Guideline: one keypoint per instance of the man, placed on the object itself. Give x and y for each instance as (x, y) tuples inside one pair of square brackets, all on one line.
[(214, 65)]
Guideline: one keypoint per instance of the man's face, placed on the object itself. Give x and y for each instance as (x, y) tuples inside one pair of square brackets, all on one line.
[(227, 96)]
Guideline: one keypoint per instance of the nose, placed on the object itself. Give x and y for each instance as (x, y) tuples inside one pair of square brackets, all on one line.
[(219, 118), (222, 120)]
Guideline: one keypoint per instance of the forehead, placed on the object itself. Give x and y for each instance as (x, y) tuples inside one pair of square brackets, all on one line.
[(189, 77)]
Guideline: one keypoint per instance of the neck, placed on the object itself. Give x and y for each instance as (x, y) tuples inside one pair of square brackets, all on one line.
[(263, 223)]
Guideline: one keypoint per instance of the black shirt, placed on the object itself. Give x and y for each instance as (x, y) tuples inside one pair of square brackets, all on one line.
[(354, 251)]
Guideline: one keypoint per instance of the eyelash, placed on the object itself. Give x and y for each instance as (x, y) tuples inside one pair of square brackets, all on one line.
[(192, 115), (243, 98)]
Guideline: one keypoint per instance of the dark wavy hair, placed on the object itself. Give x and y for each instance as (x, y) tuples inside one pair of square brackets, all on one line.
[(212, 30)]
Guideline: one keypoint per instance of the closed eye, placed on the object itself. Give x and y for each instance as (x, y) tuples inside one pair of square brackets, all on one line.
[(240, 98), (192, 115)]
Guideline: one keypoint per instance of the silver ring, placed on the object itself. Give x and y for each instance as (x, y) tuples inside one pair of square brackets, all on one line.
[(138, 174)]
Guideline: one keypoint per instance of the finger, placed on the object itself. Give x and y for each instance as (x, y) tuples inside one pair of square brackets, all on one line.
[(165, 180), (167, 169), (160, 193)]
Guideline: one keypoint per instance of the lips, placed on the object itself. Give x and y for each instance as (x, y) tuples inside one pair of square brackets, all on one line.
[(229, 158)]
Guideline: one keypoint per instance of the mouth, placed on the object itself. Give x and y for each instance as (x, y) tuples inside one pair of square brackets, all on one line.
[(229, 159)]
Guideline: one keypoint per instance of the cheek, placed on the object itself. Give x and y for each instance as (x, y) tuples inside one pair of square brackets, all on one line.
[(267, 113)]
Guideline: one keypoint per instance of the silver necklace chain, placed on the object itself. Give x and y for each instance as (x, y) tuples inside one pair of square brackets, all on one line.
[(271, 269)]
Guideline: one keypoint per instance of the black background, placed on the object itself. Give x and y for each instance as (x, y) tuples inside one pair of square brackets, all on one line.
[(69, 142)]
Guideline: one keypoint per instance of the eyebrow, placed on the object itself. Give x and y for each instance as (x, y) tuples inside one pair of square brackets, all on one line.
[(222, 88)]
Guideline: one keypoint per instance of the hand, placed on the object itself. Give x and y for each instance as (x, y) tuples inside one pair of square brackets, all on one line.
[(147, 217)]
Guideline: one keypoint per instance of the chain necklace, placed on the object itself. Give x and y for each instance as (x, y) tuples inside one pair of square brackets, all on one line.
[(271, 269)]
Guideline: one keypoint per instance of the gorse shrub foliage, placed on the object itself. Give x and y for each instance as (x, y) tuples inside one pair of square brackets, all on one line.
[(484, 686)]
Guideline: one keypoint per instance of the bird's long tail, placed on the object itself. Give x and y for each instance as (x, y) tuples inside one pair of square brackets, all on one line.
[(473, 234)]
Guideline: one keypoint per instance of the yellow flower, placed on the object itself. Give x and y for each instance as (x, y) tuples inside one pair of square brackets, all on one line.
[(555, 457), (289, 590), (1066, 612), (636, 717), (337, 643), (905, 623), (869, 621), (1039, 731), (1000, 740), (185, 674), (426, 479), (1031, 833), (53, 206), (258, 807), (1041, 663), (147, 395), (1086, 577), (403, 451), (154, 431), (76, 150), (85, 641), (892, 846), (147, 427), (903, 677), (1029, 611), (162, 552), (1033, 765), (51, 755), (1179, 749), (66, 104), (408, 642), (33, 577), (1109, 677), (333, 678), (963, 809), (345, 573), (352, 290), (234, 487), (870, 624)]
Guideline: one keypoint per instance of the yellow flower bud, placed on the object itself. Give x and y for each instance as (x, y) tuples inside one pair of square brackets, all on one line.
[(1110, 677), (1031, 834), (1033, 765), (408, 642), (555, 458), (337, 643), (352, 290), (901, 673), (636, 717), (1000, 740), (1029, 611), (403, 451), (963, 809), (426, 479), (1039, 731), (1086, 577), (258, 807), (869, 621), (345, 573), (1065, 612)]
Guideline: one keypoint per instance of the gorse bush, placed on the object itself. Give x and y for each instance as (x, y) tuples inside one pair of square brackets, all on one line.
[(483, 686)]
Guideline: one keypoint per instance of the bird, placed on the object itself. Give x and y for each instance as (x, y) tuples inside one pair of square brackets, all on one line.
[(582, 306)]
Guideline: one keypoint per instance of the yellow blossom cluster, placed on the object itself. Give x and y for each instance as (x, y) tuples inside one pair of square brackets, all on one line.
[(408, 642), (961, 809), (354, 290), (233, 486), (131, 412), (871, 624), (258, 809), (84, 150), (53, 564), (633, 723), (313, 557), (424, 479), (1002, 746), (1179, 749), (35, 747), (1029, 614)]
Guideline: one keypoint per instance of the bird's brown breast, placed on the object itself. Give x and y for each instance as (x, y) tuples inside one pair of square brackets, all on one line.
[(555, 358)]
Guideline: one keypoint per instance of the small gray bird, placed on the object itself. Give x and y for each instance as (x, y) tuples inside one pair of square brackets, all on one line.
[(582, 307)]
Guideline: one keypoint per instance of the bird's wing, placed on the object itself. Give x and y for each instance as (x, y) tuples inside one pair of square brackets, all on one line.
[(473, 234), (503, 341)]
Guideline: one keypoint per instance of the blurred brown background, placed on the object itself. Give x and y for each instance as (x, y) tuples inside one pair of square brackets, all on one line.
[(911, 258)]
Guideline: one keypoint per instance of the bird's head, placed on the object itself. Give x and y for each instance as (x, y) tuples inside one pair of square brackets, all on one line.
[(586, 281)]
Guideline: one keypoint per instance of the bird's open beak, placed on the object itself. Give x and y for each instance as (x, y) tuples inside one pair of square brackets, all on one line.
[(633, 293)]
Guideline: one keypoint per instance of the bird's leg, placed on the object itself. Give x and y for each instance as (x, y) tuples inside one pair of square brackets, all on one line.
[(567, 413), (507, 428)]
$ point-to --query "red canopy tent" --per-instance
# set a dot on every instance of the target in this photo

:: WHAT THE TASK ASKS ::
After reading the lines above, reproduce them all exactly.

:: EXERCISE RESPONSE ::
Guideline: one keypoint per instance of the man, placed on the object itself. Give x and y for each instance as (x, y) tuples inside one pair of square brackets, all on one line.
[(214, 65)]
Guideline: one keypoint per instance of the man's face, placed on the object itself. Give x and y for each instance as (x, y) tuples inside one pair of square brackets, all on one line.
[(227, 96)]
Guideline: one keypoint per instance of the nose, placed on the object itself. Give x and y for each instance as (x, y) tuples inside one pair of square brackets, all on one line.
[(219, 118), (222, 120)]
Guideline: one keypoint per instance of the forehead, placed on the object itself. Give x and y for each instance as (x, y) tuples inside one pair of square brackets, all on one line.
[(189, 77)]
Guideline: one keypoint per instance of the neck, placed on the object itself. Give x and y for each instance as (x, y) tuples inside one pair of square brackets, all on one line.
[(263, 223)]
Guideline: one keypoint per instance of the black shirt, placed on the object itself. Give x and y for each instance as (x, y) tuples inside one pair of square brackets, all on one line.
[(354, 251)]
Guideline: one keypoint per instance of the eyelash, placed on the object itself. Give x and y for each instance as (x, y) tuples inside one pair of square brackets, all on one line.
[(192, 115), (243, 98)]
Guideline: one keypoint per instance of the dark wavy hair, placed on the object itself. Give x and y for each instance as (x, y) tuples inside one pair of square brackets, all on one line.
[(212, 30)]
Guideline: one keypoint per instance of the closed eye, placed on the object itself. Give x and y for each instance as (x, y) tuples inside one pair of square brackets, all on one line.
[(240, 98), (192, 115)]
Guideline: one keypoint per instance of the silver ring, placed on the object itself. Give x and y for each instance as (x, y) tuples inside one pair of square brackets, all on one line.
[(138, 174)]
Guideline: one keypoint per instance of the finger, placed on the object itself. Give x and y for each instance as (x, y) tuples inside one pair of square brackets, all on one line.
[(165, 180), (167, 169), (160, 193)]
Guideline: one keypoint per instance of the lips, placed on the object itself. Give x and y for each instance as (x, y) tuples inside one pair of square brackets, all on one line.
[(229, 158)]
Guideline: one keypoint per instance of the mouth, placed on the object itself. Give x and y for each instance as (x, y) tuples inside one pair of square brackets, all on one line.
[(229, 159)]
Guideline: one keypoint per instance of the cheek, placed on the object itself. Give x and y for each instance as (x, y) tuples inside one pair of square brackets, all on one line.
[(267, 113)]
Guideline: one keypoint per instance of the silver necklace chain, placed on the object itself. Give x and y for each instance as (x, y) tuples inside one pair of square brackets, all on one line.
[(271, 269)]
Guideline: one keypoint per instance of the black background, placed on the object itself. Give x and y for each instance as (x, y) tuples inside one pair of square brackets, all on one line.
[(69, 142)]
Guideline: one keypoint per instance of the eyebrow, placed on the object itself. Give x and y for each instance as (x, y) tuples inside one pair of square brackets, all on one line.
[(222, 88)]
Guideline: one keypoint per instance of the hand, placed on the object itself. Give x and y for each instance as (x, y) tuples inside one pair of square brackets, all on one line.
[(147, 217)]
Guideline: one keypoint per instance of the chain necklace, placed on the object itself. Give x and y for each instance as (x, y) tuples inside one pair of square brackets, all on one line.
[(271, 269)]
Guideline: one keypoint per instance of the gorse shrub foliage, placed on the object itself. Give x and y for each instance as (x, y) tuples inside one pair of square brackets, all on one line.
[(484, 686)]
Guideline: one keypoint per instance of the bird's long tail, placed on the object itself. Give x and y for each instance as (x, y) tuples inside one pair of square brackets, all on one line.
[(473, 234)]
Guideline: one keypoint per instance of the yellow flower, placed on the object itself. Give x and y for each instance as (x, y) tuples inside one pair of square brackets, all on one line.
[(555, 457), (289, 590), (1066, 612), (636, 717), (337, 643), (905, 623), (869, 621), (1039, 731), (1000, 740), (185, 674), (426, 479), (1031, 833), (53, 206), (258, 807), (1041, 663), (147, 395), (1086, 577), (403, 451), (154, 431), (76, 150), (85, 641), (892, 846), (147, 427), (903, 677), (1029, 611), (162, 552), (1033, 765), (51, 755), (1179, 749), (66, 104), (408, 642), (33, 577), (1109, 677), (333, 678), (963, 809), (345, 573), (352, 290), (234, 487), (870, 624)]
Guideline: one keypoint per instance of the yellow flower bud, placed on the object itself. Give x and y for each instance as (x, y) tuples inside one pair of square brackets, all on one line.
[(1110, 677), (1031, 834), (1033, 765), (408, 642), (555, 458), (337, 643), (352, 290), (901, 673), (636, 717), (1000, 740), (1029, 611), (403, 451), (963, 809), (426, 479), (1039, 731), (1086, 577), (258, 807), (869, 621), (345, 573), (1065, 612)]
Guideline: one keypoint per instance of the gorse bush, placed on the object itself. Give x and y for each instance as (x, y) tuples inside one pair of square brackets, all on one line.
[(483, 686)]
Guideline: one keypoint per instance of the bird, placed on the object itself. Give x and y for each instance as (x, y) tuples inside one pair of square brackets, all on one line.
[(582, 306)]
Guideline: one keypoint per instance of the yellow blossom cluster, placed on the object itself. Give x and y for each instance as (x, y) tuples inside one pair of square brackets, all on one line.
[(408, 642), (961, 809), (354, 290), (233, 486), (131, 412), (871, 624), (258, 809), (84, 150), (53, 564), (633, 723), (313, 557), (424, 479), (1002, 746), (1179, 749), (35, 747), (1029, 614)]
Guideline: one keypoint per instance of the bird's brown breast, placed on the object itself. Give x and y for each instance as (x, y) tuples inside one pair of square brackets, all on one line.
[(555, 358)]
Guideline: one keypoint per instance of the small gray bird, placed on the object itself. Give x and y for each instance as (x, y) tuples inside one pair of square brackets, all on one line.
[(582, 307)]
Guideline: one keypoint per instance of the bird's wing, placed on the object itself. Give x and y for each instance as (x, y) tuples inside one pair of square brackets, all on one line.
[(473, 234), (503, 341)]
Guideline: one keypoint per instance of the blurred brown background, placed on the object itself. Give x and y for each instance as (x, y) tuples inside one pair of square brackets, all on one line.
[(911, 258)]
Guideline: one keypoint per instance of the bird's head, placed on the object itself. Give x and y for each instance as (x, y) tuples inside one pair of square brackets, all on one line.
[(586, 281)]
Guideline: one keypoint per instance of the bird's open beak, placed on the object itself. Give x and y for each instance as (x, y) tuples inside one pair of square brackets, all on one line.
[(633, 293)]
Guideline: one keypoint per instance of the bird's leg, placed on the object itself. Give x and y for each instance as (x, y) tuples inside one pair of square brackets, all on one line.
[(567, 413), (507, 428)]
$ point-to --query "red canopy tent" --per-instance
# set a dot on every instance of the target in this photo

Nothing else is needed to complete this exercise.